# Stated problem
Could the lines from the one with "In the picture above, where can the metal" through the end of the listing be restated exactly, with nothing else included?

_ _ _ _ _ _ _

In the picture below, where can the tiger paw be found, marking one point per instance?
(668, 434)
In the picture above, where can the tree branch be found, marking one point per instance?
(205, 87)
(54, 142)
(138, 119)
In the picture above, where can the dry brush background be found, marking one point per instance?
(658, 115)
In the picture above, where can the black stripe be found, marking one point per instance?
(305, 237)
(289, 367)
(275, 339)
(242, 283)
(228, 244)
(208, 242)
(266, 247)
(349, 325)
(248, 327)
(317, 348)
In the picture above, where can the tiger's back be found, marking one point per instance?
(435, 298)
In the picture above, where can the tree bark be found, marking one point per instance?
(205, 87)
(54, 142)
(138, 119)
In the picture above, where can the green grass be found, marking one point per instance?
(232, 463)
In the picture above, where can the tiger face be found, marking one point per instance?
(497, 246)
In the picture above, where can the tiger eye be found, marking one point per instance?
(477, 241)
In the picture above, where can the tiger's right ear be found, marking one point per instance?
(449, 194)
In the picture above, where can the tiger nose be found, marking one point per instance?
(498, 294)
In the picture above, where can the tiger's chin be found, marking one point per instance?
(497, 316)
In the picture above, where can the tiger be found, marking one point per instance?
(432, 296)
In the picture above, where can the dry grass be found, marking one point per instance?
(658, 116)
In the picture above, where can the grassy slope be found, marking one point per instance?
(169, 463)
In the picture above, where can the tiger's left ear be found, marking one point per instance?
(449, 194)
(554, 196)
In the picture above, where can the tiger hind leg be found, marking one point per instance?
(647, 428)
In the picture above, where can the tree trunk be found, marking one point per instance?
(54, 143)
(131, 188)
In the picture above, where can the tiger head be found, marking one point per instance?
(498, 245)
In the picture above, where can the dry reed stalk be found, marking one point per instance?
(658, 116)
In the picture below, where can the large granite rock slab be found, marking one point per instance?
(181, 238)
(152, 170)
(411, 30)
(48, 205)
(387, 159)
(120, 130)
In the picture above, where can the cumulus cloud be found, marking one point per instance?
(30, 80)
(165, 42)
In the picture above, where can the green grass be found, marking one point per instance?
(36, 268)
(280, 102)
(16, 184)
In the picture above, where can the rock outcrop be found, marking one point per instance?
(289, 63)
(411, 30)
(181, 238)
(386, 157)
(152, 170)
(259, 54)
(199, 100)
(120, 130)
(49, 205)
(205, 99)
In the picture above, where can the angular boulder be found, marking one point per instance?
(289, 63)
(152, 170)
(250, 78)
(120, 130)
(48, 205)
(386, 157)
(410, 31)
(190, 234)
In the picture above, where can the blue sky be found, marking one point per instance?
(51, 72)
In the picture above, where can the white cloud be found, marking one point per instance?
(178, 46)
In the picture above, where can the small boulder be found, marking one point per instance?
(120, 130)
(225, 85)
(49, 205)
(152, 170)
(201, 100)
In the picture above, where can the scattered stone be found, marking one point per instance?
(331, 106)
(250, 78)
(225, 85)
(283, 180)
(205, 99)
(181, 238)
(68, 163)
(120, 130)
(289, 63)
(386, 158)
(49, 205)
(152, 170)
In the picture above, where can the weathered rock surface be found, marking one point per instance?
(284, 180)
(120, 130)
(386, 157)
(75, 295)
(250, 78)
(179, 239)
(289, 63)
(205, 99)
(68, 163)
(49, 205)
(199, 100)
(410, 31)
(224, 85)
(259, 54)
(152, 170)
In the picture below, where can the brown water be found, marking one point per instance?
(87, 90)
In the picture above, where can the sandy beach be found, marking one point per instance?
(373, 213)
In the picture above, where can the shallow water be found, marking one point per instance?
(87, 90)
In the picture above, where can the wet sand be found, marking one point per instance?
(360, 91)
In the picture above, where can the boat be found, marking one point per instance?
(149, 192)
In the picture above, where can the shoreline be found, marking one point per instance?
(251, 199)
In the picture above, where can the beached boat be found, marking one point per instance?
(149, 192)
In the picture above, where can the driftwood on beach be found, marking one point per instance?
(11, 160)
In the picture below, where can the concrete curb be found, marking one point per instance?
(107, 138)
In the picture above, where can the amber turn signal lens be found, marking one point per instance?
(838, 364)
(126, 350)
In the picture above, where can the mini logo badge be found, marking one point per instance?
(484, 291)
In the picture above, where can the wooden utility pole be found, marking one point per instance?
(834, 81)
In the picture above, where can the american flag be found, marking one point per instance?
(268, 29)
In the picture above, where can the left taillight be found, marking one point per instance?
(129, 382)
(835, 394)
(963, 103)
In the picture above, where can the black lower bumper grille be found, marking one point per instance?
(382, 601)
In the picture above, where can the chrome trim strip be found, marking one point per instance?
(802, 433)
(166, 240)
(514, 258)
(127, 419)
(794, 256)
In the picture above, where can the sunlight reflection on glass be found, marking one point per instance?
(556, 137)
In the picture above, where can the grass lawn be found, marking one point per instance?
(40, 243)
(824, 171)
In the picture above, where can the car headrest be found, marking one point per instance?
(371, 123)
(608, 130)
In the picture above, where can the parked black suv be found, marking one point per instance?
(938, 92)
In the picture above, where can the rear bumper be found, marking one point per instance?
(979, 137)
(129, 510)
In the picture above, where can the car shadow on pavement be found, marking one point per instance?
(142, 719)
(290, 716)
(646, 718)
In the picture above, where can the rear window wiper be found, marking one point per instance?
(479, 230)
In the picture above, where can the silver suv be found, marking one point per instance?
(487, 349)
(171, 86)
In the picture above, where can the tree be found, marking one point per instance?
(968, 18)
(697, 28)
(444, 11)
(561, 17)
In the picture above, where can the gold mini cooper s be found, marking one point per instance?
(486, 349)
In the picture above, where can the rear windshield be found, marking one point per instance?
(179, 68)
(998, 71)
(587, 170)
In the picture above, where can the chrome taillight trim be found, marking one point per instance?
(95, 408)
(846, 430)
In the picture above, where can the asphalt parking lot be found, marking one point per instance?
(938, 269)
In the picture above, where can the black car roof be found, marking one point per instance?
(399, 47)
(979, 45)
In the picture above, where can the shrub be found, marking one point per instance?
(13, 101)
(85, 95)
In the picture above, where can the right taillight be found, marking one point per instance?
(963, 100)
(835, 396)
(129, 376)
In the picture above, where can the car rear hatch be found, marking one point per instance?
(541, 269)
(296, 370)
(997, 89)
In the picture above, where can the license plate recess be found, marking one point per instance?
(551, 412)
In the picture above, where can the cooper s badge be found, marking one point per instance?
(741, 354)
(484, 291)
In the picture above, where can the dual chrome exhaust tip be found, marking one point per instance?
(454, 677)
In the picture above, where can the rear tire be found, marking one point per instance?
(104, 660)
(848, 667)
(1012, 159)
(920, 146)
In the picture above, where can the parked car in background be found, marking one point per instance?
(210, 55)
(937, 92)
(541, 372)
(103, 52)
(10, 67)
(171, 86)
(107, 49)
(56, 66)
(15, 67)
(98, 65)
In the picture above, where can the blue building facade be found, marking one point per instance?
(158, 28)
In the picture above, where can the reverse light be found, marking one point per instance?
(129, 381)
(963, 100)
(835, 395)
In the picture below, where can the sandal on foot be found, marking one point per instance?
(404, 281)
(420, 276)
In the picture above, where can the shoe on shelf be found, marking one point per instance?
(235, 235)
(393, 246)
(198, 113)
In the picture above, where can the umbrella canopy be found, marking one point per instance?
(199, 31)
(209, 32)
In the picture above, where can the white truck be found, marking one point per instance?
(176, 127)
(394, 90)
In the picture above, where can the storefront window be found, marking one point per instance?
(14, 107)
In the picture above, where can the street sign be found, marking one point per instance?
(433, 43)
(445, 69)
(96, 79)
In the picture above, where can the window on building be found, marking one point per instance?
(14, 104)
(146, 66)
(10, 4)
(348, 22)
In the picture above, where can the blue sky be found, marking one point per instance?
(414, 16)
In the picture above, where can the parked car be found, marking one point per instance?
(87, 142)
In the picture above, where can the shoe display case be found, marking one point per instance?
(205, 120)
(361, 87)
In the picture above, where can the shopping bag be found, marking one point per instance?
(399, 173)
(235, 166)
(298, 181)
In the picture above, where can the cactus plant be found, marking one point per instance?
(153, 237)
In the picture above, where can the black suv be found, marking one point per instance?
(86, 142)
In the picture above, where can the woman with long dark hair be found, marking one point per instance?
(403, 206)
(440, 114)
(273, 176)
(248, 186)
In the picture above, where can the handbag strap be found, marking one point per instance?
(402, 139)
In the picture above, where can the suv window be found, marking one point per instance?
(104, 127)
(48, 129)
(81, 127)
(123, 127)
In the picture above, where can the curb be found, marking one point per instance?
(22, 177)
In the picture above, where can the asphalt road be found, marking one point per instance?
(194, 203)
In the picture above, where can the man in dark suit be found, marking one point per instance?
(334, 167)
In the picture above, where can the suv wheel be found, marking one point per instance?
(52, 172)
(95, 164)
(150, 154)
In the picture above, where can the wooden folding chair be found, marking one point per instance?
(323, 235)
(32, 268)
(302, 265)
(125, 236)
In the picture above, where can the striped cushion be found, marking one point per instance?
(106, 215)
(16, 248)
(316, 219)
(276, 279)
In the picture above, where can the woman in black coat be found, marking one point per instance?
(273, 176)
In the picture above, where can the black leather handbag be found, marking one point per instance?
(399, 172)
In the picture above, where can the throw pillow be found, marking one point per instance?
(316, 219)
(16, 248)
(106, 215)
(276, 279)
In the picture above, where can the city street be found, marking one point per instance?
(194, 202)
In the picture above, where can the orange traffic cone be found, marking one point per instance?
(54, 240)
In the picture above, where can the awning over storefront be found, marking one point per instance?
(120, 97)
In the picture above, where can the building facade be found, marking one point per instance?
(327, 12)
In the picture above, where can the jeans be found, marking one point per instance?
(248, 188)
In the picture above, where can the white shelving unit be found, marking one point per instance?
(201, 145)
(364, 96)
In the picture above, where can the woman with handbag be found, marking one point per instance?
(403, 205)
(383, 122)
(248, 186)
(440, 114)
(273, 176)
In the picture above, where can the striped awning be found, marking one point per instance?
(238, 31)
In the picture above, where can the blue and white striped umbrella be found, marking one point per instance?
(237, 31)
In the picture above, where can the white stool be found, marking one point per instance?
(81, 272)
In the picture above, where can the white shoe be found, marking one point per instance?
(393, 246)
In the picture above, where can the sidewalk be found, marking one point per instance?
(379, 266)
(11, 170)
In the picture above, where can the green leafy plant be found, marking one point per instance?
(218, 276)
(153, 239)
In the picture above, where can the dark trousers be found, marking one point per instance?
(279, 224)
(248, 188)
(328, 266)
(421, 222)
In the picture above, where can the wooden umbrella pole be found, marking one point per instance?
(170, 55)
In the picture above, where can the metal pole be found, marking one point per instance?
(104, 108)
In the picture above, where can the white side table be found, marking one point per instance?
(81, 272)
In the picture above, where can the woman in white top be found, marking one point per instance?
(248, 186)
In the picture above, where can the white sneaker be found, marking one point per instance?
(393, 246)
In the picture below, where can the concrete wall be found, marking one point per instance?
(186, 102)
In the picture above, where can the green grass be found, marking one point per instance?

_ _ _ _ _ _ _

# Solution to this problem
In the picture above, where can the metal pole be found, marking one point per instance?
(104, 108)
In the picture above, where can the white side table be found, marking one point per instance?
(81, 272)
In the picture above, where can the woman in white top be found, marking one point per instance?
(248, 186)
In the picture above, where can the white sneaker be found, marking one point per instance?
(393, 246)
In the picture below, where can the concrete wall be found, marking one point per instance?
(186, 102)
In the picture above, where can the green grass be found, marking one point per instance?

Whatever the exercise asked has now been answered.